[Texte fourni]
>>

En intervention, il mentionne spécifiquement la thérapie cognitivo-comportementale (TCC), qui, en modifiant les schémas de pensée destructeurs, aide à briser le cycle de la rumination. La thérapie d’acceptation et d’engagement (ACT) et la thérapie comportementale dialectique (TCD) sont également efficaces dans certains cas. Dans les cas graves, il recommande l’usage d’antidépresseurs ou d’anxiolytiques, toujours sous surveillance psychiatrique et suivi régulier. Il souligne que le traitement ne se limite pas à la médication ; la participation active du patient, la reconstruction du mode de vie, une communication efficace avec le thérapeute et le retour progressif aux activités quotidiennes sont des éléments complémentaires indispensables.
Chizari souligne aussi le rôle incontournable des familles, amis et aidants dans le processus thérapeutique. Selon lui, la personne en proie à la rumination a avant tout besoin d’être écoutée, de recevoir de l’empathie et de sentir une sécurité psychologique. Il recommande aux proches de pratiquer l’écoute active plutôt que de donner des solutions stéréotypées ou des jugements. Des rappels doux pour la prise des médicaments, l’accompagnement aux séances de thérapie, l’aide à instaurer des habitudes saines (comme un sommeil régulier et de l’exercice) ainsi qu’un environnement sécurisé peuvent accélérer la guérison.
Enfin, Chizari critique le manque d’attention institutionnelle à la santé mentale. Il affirme que tout comme on accorde de l’attention aux équipements médicaux physiques, « l’équipement mental » de la société doit être soutenu. Autrement dit, l’allocation budgétaire pour les services psychothérapeutiques, la prise en charge par les assurances des consultations, la formation de psychologues dans les centres locaux et le soutien médiatique aux discussions publiques sur la santé mentale doivent devenir des priorités du système de santé iranien.

<<

[Détails de l'exercice]
Poursuivez le texte sur la prise en charge de la rumination à partir de sa dernière phrase. Les lignes qui suivent proviennent d'une autre source.

[Entrées de la collection]
>>

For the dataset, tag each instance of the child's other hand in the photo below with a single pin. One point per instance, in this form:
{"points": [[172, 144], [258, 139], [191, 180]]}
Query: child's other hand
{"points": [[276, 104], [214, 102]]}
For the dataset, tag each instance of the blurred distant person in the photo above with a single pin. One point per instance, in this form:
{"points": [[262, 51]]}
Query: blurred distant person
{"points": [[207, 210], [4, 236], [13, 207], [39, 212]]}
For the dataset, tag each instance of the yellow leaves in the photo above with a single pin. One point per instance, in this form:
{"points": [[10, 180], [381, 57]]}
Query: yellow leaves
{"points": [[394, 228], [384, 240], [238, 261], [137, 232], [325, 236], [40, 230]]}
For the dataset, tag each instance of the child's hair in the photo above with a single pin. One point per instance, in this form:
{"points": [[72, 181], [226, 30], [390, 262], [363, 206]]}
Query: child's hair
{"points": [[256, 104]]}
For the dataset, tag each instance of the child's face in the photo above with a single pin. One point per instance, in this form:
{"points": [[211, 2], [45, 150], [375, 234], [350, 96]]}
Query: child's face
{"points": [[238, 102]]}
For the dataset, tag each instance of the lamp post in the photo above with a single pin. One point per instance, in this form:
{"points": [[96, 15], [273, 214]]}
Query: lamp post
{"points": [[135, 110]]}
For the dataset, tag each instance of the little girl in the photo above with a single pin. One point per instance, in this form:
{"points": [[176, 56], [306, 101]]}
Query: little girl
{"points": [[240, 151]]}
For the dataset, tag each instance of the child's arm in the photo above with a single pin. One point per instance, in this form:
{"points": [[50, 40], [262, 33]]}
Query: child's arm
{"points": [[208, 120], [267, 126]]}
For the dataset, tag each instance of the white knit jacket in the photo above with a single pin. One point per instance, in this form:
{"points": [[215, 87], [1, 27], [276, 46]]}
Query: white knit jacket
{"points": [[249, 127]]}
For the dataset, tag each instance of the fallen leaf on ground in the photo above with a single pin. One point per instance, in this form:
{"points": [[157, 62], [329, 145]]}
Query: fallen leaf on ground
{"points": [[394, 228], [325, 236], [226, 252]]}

<<

[Zone de réponse]
Il met en garde que dans un monde où la solitude numérique, l’insécurité économique et l’épuisement mental augmentent chaque jour, l’indifférence des institutions spécialisées, des médias, des associations professionnelles et des décideurs politiques face à la rumination conduira à une génération extérieurement saine mais intérieurement épuisée et démotivée.
Pour conclure, en insistant sur le rôle clé des associations professionnelles en matière de santé mentale, il propose que l’Association des équipements médicaux et pharmaceutiques de la province de Téhéran, en collaboration avec des psychologues, lance des campagnes de sensibilisation, élabore des brochures éducatives pour les patients et leurs familles, et crée des cliniques de conseil dans les zones défavorisées ; une étape qui pourrait offrir un nouveau modèle d’intégration entre santé physique et mentale dans le pays. Selon lui, cela constitue une responsabilité éthique de chaque corps de métier lié à la santé.
Dans ce texte, Alireza Chizari agit non seulement en tant que représentant professionnel, mais aussi comme une voix de responsabilité sociale, cherchant à attirer l’attention de la société, des médias et des autorités sur un phénomène silencieux, mais dont les effets sont profonds et durables. Un esprit épuisé engendre un corps malade ; et une société dont les esprits sont prisonniers de la rumination ne pourra jamais avancer avec force sur la voie du développement, du bien-être et de la justice.